# start of Extracted records

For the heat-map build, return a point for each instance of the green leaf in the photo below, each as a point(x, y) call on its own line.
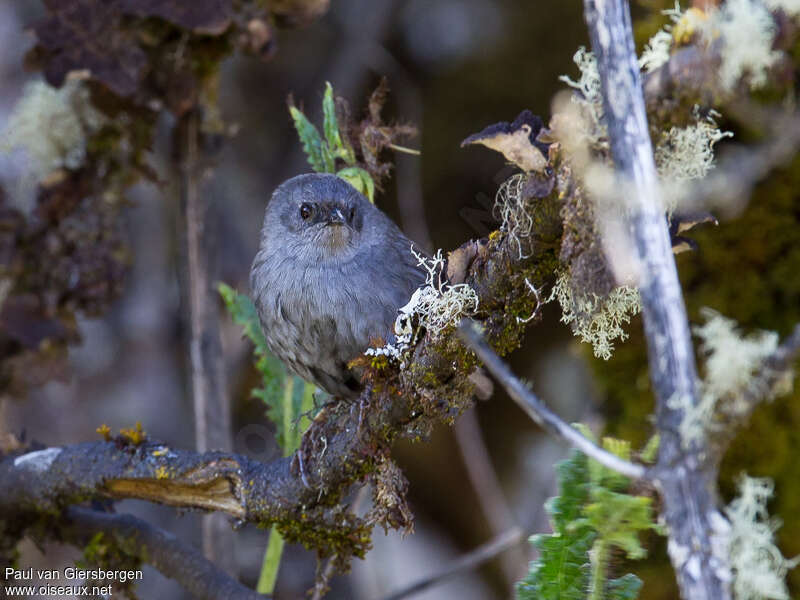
point(618, 518)
point(244, 314)
point(273, 375)
point(330, 123)
point(562, 570)
point(624, 588)
point(337, 142)
point(316, 151)
point(359, 179)
point(591, 514)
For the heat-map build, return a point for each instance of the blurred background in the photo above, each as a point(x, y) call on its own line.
point(453, 66)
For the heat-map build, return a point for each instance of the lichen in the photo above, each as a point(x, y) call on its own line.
point(511, 210)
point(434, 307)
point(759, 568)
point(590, 100)
point(656, 51)
point(748, 31)
point(598, 320)
point(51, 126)
point(735, 376)
point(687, 153)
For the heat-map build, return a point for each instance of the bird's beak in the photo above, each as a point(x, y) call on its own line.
point(336, 216)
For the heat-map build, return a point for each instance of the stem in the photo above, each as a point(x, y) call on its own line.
point(288, 414)
point(599, 562)
point(686, 476)
point(209, 388)
point(271, 564)
point(406, 150)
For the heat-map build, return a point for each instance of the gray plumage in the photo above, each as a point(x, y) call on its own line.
point(330, 273)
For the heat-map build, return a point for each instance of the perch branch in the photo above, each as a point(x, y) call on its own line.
point(159, 548)
point(542, 415)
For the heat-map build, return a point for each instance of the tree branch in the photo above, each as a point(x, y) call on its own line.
point(687, 481)
point(542, 415)
point(209, 389)
point(196, 574)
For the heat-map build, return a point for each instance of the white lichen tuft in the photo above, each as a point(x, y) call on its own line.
point(759, 568)
point(790, 7)
point(733, 362)
point(735, 376)
point(748, 31)
point(433, 307)
point(687, 153)
point(656, 51)
point(596, 319)
point(590, 99)
point(510, 209)
point(51, 125)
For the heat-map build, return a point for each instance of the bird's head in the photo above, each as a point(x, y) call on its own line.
point(317, 217)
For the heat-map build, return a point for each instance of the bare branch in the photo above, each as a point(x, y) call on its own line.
point(537, 411)
point(159, 548)
point(467, 562)
point(209, 388)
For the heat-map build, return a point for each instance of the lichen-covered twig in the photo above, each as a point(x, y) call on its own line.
point(197, 575)
point(208, 383)
point(467, 562)
point(686, 480)
point(346, 443)
point(537, 411)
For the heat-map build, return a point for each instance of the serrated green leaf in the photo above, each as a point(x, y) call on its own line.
point(618, 519)
point(312, 143)
point(244, 314)
point(562, 570)
point(587, 515)
point(359, 179)
point(624, 588)
point(329, 122)
point(650, 450)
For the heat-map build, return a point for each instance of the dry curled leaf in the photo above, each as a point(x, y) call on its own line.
point(516, 141)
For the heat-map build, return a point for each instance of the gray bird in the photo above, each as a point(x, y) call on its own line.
point(329, 276)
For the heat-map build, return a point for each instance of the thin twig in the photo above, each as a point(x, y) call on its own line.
point(159, 548)
point(483, 477)
point(467, 562)
point(537, 411)
point(211, 408)
point(686, 475)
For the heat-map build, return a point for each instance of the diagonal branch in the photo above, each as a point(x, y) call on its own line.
point(687, 479)
point(467, 562)
point(154, 546)
point(537, 410)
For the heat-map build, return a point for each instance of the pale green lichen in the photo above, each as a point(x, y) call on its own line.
point(597, 320)
point(790, 7)
point(51, 125)
point(509, 208)
point(759, 568)
point(748, 31)
point(735, 376)
point(434, 306)
point(590, 99)
point(686, 153)
point(656, 51)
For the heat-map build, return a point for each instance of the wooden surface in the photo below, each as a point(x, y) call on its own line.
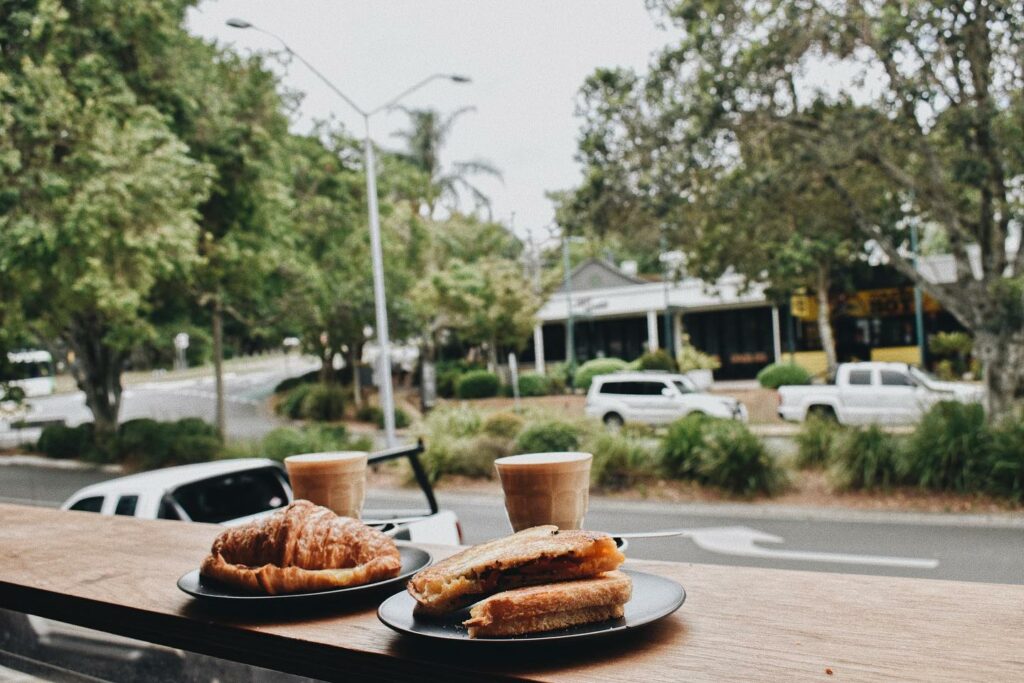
point(119, 574)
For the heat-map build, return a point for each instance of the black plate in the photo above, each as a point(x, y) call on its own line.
point(413, 559)
point(653, 598)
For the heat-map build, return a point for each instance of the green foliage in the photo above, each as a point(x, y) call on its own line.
point(719, 453)
point(866, 459)
point(659, 359)
point(477, 384)
point(286, 441)
point(621, 461)
point(531, 384)
point(815, 442)
point(949, 447)
point(504, 425)
point(548, 436)
point(588, 371)
point(782, 374)
point(324, 402)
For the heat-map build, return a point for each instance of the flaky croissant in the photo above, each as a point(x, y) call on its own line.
point(302, 547)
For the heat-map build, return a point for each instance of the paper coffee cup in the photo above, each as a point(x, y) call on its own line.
point(546, 488)
point(336, 480)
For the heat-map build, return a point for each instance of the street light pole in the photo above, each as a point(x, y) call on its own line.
point(380, 299)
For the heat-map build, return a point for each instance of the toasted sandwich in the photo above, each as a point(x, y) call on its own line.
point(550, 607)
point(534, 556)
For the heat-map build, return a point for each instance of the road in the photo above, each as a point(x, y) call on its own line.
point(962, 548)
point(246, 393)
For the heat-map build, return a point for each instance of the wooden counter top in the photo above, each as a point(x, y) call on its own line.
point(119, 573)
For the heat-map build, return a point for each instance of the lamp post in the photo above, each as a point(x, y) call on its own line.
point(380, 300)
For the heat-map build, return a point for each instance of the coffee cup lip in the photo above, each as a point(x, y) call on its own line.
point(327, 457)
point(550, 458)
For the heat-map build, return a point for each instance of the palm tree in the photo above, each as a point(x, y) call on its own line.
point(424, 138)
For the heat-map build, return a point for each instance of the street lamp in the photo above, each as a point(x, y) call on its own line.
point(387, 399)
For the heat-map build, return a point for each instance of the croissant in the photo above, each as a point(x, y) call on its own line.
point(302, 547)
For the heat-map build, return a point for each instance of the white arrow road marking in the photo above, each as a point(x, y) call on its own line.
point(740, 541)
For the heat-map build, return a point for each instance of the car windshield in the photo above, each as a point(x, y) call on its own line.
point(232, 496)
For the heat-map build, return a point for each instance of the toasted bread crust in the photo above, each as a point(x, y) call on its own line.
point(534, 556)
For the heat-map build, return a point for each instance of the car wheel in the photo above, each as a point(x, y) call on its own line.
point(613, 421)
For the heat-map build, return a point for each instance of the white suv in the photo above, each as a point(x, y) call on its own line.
point(654, 398)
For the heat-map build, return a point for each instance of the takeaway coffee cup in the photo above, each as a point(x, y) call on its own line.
point(336, 480)
point(546, 488)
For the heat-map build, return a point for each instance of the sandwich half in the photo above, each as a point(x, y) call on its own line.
point(538, 555)
point(549, 607)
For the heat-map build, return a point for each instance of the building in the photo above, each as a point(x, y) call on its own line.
point(616, 313)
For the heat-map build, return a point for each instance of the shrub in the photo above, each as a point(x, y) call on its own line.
point(815, 442)
point(62, 442)
point(505, 425)
point(286, 441)
point(477, 384)
point(291, 403)
point(620, 462)
point(680, 450)
point(948, 450)
point(324, 402)
point(531, 384)
point(865, 459)
point(720, 453)
point(588, 371)
point(781, 374)
point(548, 436)
point(658, 359)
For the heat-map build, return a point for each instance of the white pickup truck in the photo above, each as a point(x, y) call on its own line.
point(873, 392)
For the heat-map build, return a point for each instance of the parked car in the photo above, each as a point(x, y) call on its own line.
point(872, 393)
point(654, 397)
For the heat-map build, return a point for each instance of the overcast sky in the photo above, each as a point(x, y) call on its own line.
point(526, 57)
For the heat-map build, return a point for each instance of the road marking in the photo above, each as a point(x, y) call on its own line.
point(740, 541)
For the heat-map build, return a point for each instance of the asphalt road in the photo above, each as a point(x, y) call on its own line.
point(962, 548)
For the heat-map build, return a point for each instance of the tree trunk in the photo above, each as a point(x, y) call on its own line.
point(97, 373)
point(824, 321)
point(1001, 355)
point(218, 366)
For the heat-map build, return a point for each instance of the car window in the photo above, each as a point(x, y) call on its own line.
point(126, 506)
point(859, 377)
point(91, 504)
point(895, 378)
point(231, 496)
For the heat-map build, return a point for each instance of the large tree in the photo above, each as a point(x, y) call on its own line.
point(99, 195)
point(916, 103)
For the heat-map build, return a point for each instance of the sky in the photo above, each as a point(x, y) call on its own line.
point(526, 59)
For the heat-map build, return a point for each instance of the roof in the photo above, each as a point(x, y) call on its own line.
point(171, 477)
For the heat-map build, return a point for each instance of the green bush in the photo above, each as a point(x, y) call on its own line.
point(815, 442)
point(588, 371)
point(477, 384)
point(548, 436)
point(61, 442)
point(504, 425)
point(291, 403)
point(949, 449)
point(865, 459)
point(782, 374)
point(531, 384)
point(324, 402)
point(680, 450)
point(658, 359)
point(720, 453)
point(286, 441)
point(620, 462)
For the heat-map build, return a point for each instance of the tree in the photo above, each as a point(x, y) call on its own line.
point(424, 139)
point(936, 139)
point(99, 196)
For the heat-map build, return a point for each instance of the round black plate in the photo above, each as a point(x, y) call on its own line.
point(653, 597)
point(413, 559)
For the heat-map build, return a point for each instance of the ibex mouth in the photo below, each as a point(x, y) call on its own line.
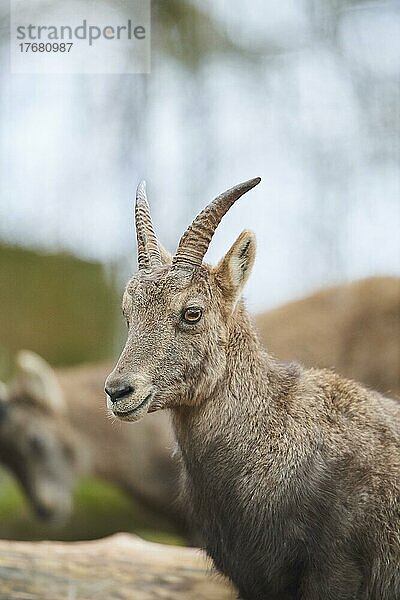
point(135, 413)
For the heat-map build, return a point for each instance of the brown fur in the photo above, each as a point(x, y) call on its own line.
point(293, 474)
point(352, 328)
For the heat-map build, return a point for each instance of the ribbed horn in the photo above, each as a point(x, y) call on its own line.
point(195, 241)
point(148, 250)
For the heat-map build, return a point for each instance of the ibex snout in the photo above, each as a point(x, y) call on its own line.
point(128, 398)
point(118, 390)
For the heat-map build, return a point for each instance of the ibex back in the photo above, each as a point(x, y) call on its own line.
point(293, 475)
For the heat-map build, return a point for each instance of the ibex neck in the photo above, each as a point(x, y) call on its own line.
point(242, 393)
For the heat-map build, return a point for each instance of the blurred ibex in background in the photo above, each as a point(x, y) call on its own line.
point(293, 475)
point(54, 429)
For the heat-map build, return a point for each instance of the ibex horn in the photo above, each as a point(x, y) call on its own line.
point(195, 241)
point(148, 250)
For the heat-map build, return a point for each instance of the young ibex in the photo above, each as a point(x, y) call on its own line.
point(293, 475)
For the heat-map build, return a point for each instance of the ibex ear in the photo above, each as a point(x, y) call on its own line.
point(234, 269)
point(38, 381)
point(166, 257)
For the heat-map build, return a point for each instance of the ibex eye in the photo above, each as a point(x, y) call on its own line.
point(192, 315)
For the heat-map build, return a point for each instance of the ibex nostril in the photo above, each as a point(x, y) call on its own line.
point(118, 393)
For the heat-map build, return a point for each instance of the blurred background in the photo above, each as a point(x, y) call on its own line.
point(303, 93)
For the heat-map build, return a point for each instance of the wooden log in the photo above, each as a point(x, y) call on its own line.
point(120, 567)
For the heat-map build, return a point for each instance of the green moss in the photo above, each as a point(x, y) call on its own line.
point(57, 305)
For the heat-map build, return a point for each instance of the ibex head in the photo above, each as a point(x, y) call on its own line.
point(178, 311)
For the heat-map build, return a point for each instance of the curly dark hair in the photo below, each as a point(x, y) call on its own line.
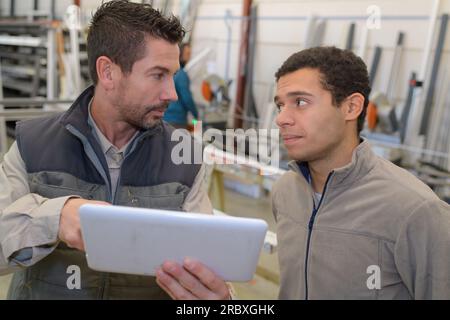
point(342, 73)
point(118, 30)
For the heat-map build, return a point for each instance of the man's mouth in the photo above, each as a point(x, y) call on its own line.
point(289, 138)
point(158, 111)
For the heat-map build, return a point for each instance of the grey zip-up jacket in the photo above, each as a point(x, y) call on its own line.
point(58, 157)
point(377, 233)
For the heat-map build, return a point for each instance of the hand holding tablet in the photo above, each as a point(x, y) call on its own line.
point(139, 241)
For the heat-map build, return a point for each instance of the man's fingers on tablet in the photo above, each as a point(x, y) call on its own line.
point(208, 278)
point(187, 280)
point(171, 286)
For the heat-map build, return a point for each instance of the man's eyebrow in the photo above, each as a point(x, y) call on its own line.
point(157, 68)
point(294, 94)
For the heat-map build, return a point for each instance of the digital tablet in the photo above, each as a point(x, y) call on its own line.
point(137, 241)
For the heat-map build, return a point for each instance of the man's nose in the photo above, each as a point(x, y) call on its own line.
point(284, 118)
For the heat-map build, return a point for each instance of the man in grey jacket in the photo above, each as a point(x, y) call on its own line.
point(350, 225)
point(110, 147)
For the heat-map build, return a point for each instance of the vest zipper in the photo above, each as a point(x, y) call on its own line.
point(310, 229)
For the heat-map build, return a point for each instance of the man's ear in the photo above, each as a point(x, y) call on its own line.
point(106, 70)
point(353, 106)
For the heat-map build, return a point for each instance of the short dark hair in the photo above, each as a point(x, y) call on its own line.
point(342, 72)
point(118, 30)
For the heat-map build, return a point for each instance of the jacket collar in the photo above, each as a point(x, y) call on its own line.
point(363, 161)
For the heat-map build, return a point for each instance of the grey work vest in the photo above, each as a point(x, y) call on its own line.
point(63, 158)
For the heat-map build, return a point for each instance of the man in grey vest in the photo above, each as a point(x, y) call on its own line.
point(110, 147)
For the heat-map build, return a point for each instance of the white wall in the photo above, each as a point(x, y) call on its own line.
point(278, 37)
point(281, 29)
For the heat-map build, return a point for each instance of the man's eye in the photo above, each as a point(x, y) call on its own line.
point(300, 102)
point(157, 76)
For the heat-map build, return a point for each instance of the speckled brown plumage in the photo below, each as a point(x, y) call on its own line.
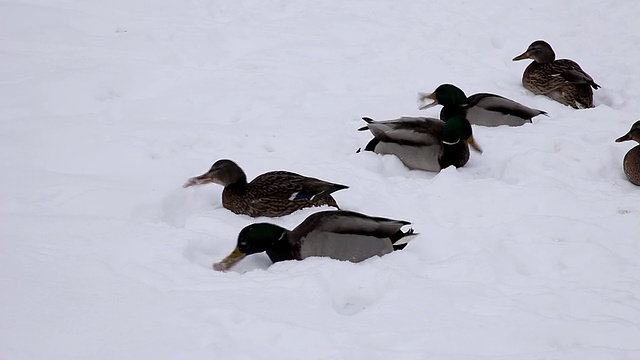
point(272, 194)
point(562, 80)
point(631, 161)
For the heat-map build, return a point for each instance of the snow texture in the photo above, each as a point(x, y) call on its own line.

# end of Extracted records

What the task requires:
Rewrite the lines starting at the one that contains "of the ribbed" and ending at the one that contains "point(118, 390)", replacing "ribbed horn" with "curved horn" and keeping everything else the same.

Task response:
For the heat-map build, return a point for each instance of the curved horn in the photo above, each as a point(x, y) call on its own line.
point(195, 241)
point(148, 250)
For the heat-map build, return a point for each instance of the ibex snout in the photo above, each as a point(x, y) call on its own line.
point(128, 398)
point(118, 390)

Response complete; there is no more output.